Allison Le Corre
October 3, 2023
Setting tangible targets can help accelerate and bolden your city’s transition. Citizens’ assemblies across Europe have shown us that if you get inspired by the concrete wishes and the visible changes that citizens want to see in their cities, it will lead to more ambitious measures. And, most importantly, to measures that citizens can understand and engage with, giving them more momentum and impact.
When talking about building more resilient housing and urban planning, cities often get caught up in precise calculations of carbon emissions and technical solutions. While acknowledging that this is essential to any city’s roadmap to climate neutrality, it’s also important to keep in mind how to translate such solutions into concrete measures that people can relate to. What visible transformations can people see in their own built environment? What changes can they see happening in their neighbourhoods and homes?
Find some examples of tangible targets for your city related to housing and urban planning, inspired by citizen assemblies, local pacts, and other projects across Europe.
Inspired by the EU City Calculator’s measure on building stock, we propose a target of 15% of the city surface area covered by eco-districts.
A very interesting case is the 2000-watt society project in Switzerland. The initiative began in the 1990s at the University ETH in Zürich and set a limit of the 2000 watts of continuous power (primary energy) available to each person. This is enough to ensure prosperity and a high quality of life. The concept has been translated into a label for “2000 watts sites” such as eco-districts.
In its Energy Sufficiency plan, the French government has presented its plan for energy sufficiency in October 2022 and introduced the limit for heating to 19 degrees C during the day (and 16 degrees C during the night). This measure has been inspired by the recommendations of the NégaWatt associate in France.
The Covenant of Mayors Europe has proposed an energy saving sprint following the Russian invasion of Ukraine in 2022. In this context, the city of Berlin has taken many measures to reduce their energy consumption for heating in particular, such as reducing indoor temperatures to 20 degrees C in public buildings and 16 degrees C in occasionally used rooms and corridors.

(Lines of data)
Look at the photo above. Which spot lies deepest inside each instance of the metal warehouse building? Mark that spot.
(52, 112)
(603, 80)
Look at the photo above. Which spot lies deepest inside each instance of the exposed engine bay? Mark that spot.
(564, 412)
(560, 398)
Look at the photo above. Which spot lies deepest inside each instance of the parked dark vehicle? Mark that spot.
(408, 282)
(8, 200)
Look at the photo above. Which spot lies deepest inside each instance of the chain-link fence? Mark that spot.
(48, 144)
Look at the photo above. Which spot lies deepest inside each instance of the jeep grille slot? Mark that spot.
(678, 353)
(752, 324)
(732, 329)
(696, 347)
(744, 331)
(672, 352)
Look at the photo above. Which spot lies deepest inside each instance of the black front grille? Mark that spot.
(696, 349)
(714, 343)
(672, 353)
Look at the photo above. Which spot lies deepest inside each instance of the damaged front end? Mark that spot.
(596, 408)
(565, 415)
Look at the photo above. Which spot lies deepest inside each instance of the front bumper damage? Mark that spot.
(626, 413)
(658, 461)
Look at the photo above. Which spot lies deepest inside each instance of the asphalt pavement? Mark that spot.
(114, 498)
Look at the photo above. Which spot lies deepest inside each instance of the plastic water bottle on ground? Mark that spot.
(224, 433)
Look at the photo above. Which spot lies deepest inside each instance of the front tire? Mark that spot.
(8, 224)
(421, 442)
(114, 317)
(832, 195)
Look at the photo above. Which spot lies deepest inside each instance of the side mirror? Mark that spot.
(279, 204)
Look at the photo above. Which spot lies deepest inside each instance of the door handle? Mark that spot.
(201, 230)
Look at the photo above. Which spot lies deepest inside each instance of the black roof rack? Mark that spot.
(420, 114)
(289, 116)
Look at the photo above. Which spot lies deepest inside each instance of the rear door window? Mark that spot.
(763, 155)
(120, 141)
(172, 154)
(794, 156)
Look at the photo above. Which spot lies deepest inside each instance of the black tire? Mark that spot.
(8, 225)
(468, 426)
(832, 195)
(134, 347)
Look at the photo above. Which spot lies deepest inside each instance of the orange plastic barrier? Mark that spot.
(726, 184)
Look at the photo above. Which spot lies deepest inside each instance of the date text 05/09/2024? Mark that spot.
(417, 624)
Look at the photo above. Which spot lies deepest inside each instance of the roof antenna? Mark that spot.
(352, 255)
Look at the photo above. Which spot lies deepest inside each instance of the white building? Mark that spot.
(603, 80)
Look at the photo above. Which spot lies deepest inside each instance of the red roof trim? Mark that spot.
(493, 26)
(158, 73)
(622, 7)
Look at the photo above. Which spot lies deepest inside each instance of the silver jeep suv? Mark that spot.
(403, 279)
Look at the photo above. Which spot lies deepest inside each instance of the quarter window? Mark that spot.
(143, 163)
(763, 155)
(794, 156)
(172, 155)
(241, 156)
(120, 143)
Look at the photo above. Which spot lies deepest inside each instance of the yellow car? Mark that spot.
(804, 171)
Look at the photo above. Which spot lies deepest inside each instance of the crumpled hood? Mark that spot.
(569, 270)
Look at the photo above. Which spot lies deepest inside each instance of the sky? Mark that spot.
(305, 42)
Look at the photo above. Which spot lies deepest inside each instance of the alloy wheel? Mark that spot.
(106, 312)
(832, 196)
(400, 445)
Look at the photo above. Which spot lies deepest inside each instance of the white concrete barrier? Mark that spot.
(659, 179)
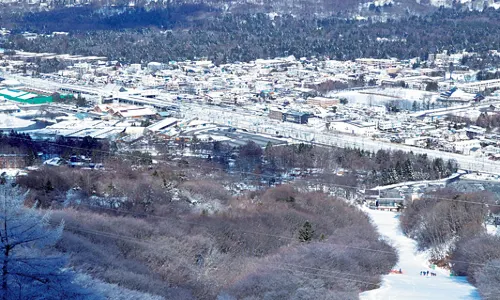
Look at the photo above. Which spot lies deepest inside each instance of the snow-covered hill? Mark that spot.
(410, 284)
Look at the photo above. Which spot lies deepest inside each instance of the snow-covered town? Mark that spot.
(432, 106)
(442, 113)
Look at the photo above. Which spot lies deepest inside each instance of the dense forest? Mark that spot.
(451, 225)
(197, 33)
(177, 231)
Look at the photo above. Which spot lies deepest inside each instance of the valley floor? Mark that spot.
(410, 284)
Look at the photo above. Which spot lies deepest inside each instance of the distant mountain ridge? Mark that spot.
(347, 8)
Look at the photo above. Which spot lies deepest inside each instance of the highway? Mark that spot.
(266, 126)
(263, 125)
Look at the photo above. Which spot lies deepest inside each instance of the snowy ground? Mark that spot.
(410, 285)
(11, 122)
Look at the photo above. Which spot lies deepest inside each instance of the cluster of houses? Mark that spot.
(402, 101)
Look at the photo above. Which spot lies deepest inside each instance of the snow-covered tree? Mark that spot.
(28, 271)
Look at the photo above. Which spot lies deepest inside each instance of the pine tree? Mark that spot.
(306, 233)
(408, 170)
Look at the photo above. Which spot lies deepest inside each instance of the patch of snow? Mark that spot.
(11, 173)
(11, 122)
(111, 291)
(410, 284)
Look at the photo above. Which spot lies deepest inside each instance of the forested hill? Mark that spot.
(243, 37)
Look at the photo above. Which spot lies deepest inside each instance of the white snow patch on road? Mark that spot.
(410, 285)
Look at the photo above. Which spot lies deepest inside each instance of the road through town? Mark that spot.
(305, 133)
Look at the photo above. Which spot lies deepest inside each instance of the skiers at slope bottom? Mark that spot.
(426, 273)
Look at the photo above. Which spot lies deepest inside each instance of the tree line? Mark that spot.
(243, 37)
(451, 225)
(199, 239)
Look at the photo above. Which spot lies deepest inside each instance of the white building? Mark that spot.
(354, 127)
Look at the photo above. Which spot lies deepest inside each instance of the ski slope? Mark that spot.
(410, 285)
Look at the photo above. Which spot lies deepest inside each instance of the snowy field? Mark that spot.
(382, 96)
(410, 285)
(11, 122)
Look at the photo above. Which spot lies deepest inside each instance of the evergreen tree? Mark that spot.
(306, 233)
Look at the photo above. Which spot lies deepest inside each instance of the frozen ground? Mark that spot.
(410, 285)
(11, 122)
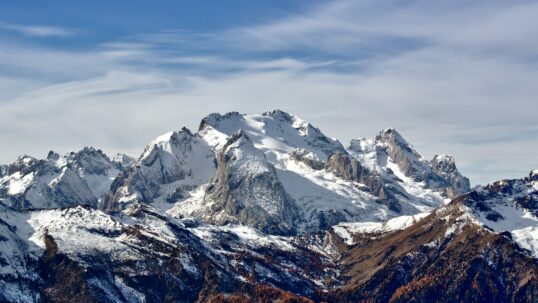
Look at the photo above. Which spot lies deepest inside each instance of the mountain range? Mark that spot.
(263, 208)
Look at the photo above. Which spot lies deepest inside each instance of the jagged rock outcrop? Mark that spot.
(123, 160)
(483, 245)
(246, 190)
(78, 178)
(170, 166)
(444, 166)
(412, 165)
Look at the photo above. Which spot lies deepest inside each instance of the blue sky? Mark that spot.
(452, 76)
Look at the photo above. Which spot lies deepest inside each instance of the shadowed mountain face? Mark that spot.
(263, 208)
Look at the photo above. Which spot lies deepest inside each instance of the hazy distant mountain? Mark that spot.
(263, 207)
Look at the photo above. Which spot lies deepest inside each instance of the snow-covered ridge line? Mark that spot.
(347, 230)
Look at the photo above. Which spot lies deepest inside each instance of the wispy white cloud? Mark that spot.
(40, 31)
(454, 77)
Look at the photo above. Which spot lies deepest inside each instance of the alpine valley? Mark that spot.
(263, 208)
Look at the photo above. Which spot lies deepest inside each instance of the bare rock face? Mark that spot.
(479, 248)
(444, 166)
(440, 175)
(78, 178)
(350, 168)
(246, 190)
(168, 168)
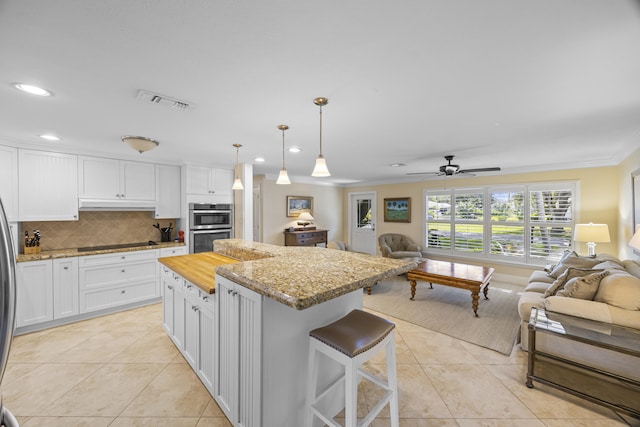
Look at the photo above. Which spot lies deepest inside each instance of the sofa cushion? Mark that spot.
(621, 290)
(610, 265)
(582, 287)
(568, 274)
(632, 267)
(622, 317)
(573, 260)
(540, 276)
(527, 301)
(579, 308)
(540, 287)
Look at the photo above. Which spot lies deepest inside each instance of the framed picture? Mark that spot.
(298, 204)
(397, 209)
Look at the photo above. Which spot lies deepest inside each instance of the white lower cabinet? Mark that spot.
(34, 296)
(199, 333)
(65, 287)
(239, 388)
(112, 280)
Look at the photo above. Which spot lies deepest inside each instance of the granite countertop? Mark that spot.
(301, 277)
(71, 252)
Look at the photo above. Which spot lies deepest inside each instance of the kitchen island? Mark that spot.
(257, 322)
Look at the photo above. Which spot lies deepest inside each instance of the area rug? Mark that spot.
(448, 310)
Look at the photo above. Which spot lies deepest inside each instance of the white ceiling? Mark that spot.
(520, 84)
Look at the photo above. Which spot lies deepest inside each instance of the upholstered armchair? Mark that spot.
(399, 246)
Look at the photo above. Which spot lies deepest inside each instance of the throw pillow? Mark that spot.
(582, 287)
(569, 274)
(573, 260)
(620, 290)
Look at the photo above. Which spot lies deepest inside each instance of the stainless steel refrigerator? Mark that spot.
(7, 307)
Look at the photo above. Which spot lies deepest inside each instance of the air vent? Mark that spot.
(167, 101)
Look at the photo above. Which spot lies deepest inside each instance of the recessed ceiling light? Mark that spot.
(34, 90)
(50, 137)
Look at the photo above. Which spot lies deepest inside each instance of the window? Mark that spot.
(530, 224)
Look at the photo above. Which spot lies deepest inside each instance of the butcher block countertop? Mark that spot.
(199, 269)
(301, 277)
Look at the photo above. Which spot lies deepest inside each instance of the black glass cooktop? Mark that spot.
(120, 246)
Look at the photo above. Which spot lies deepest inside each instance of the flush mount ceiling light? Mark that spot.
(237, 183)
(321, 169)
(33, 90)
(50, 137)
(140, 143)
(283, 178)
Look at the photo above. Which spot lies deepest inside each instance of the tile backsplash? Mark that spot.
(97, 229)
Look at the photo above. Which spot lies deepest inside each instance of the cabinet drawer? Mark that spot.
(120, 257)
(91, 300)
(117, 274)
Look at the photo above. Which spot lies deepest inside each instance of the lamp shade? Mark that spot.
(635, 240)
(283, 178)
(305, 216)
(591, 233)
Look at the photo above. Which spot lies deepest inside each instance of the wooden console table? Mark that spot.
(305, 237)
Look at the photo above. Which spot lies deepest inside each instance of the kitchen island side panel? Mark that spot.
(285, 357)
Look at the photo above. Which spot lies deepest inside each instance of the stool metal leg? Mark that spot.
(392, 380)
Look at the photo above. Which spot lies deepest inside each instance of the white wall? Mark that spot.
(327, 208)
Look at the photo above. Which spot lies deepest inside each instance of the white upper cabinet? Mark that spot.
(48, 186)
(167, 191)
(204, 180)
(111, 179)
(9, 181)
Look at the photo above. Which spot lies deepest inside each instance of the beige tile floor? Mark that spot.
(122, 370)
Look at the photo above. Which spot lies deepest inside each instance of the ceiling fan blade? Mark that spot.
(480, 170)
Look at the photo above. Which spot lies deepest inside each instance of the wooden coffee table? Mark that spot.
(473, 278)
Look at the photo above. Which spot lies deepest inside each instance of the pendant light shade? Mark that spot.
(237, 183)
(321, 170)
(283, 178)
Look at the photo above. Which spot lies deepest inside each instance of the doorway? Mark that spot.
(362, 222)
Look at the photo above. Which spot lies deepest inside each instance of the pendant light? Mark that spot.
(237, 184)
(283, 178)
(321, 164)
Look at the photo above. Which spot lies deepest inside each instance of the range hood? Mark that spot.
(115, 205)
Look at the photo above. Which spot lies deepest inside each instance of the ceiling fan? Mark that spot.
(451, 169)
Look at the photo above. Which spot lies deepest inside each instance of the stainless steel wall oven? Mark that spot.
(209, 222)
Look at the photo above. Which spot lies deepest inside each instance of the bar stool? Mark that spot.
(351, 341)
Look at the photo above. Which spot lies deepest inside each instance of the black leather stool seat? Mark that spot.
(355, 333)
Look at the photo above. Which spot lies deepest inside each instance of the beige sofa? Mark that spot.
(614, 288)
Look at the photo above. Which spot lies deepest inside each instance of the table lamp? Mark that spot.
(304, 219)
(591, 233)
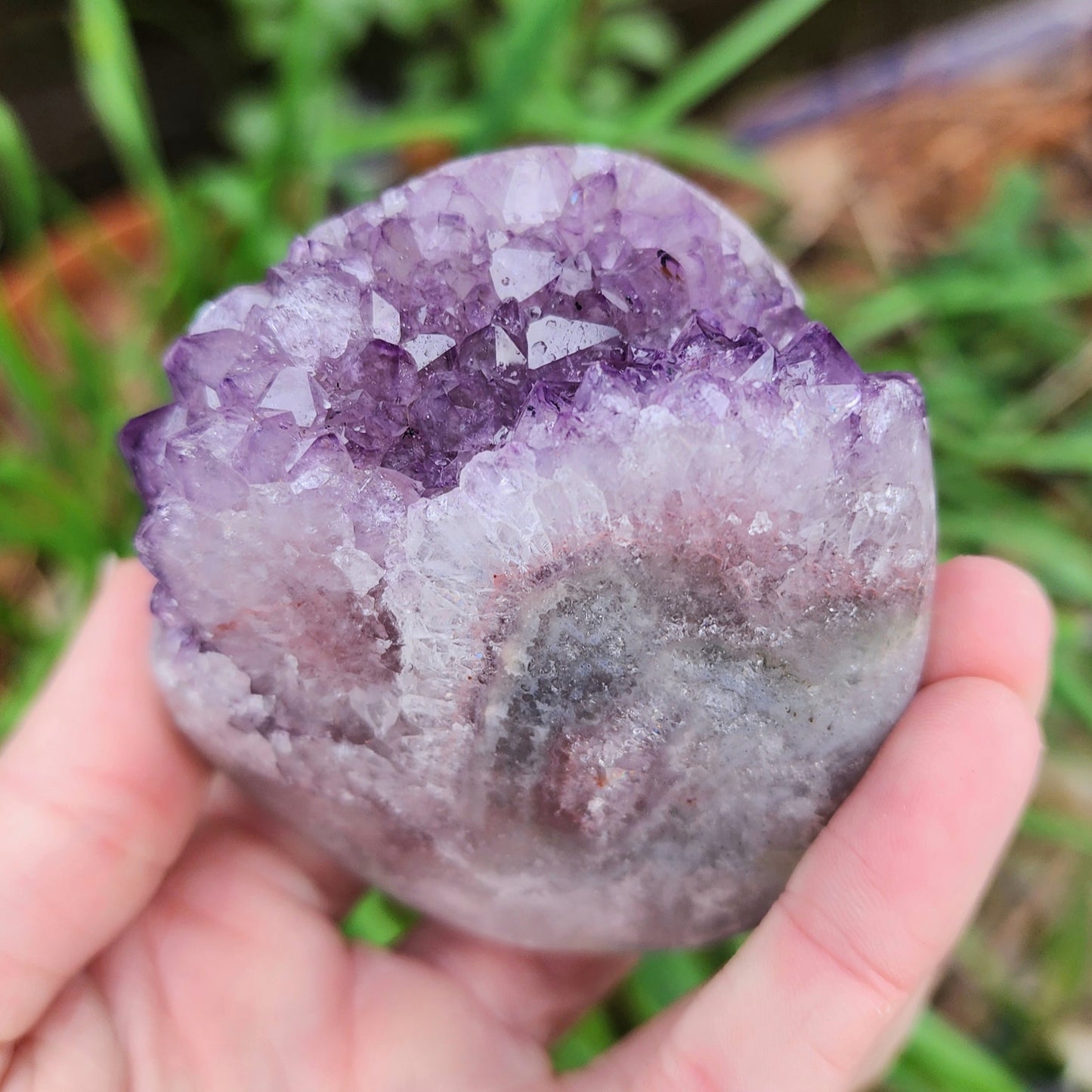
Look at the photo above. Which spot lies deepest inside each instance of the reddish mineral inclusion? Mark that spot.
(521, 540)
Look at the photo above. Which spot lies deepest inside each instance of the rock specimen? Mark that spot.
(521, 540)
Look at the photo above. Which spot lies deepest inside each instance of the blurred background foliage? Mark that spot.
(329, 101)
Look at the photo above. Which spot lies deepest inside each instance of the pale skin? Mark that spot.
(159, 934)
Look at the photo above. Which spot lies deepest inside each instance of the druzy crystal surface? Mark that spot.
(522, 542)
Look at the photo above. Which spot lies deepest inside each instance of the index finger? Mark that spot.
(97, 795)
(878, 900)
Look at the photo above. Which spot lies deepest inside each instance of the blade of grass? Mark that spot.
(527, 33)
(738, 45)
(584, 1042)
(27, 385)
(1056, 827)
(113, 81)
(346, 137)
(960, 295)
(20, 193)
(660, 979)
(1060, 557)
(956, 1063)
(1050, 453)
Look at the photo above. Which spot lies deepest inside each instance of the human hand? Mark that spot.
(157, 932)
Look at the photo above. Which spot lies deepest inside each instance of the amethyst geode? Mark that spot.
(521, 540)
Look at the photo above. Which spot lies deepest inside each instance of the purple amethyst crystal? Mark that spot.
(521, 540)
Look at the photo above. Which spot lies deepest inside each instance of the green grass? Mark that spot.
(998, 331)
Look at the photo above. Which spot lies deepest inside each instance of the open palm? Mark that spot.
(157, 932)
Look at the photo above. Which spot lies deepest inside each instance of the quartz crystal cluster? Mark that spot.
(521, 540)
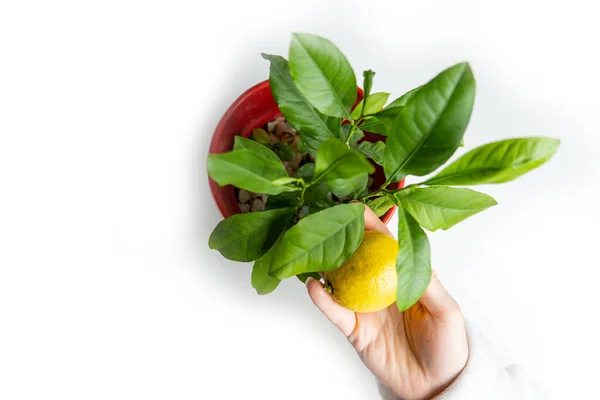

[Work to complete]
1 - List every indoor temperature limit given in degrees C in the article on tangible targets for housing and urban planning, and say where each one applies.
2 - Please reproduce the lines of data starting with the line that contains "palm? Mark that spot." and going on through the last line of the data. Leave the pictures out.

[Solutions for each task]
1 -
- 19 degrees C: the French limit for heating during the day
- 16 degrees C: the French limit for heating during the night
- 20 degrees C: Berlin's indoor temperature in public buildings
- 16 degrees C: Berlin's indoor temperature in occasionally used rooms and corridors

2 -
Look at the photo above. Which spot lies deepest inside each instance of the open palm? Mark that spot.
(157, 932)
Look at the photo above. Which spot lies deepest inside each instance of the quartz crystal cluster? Mark that spot.
(521, 540)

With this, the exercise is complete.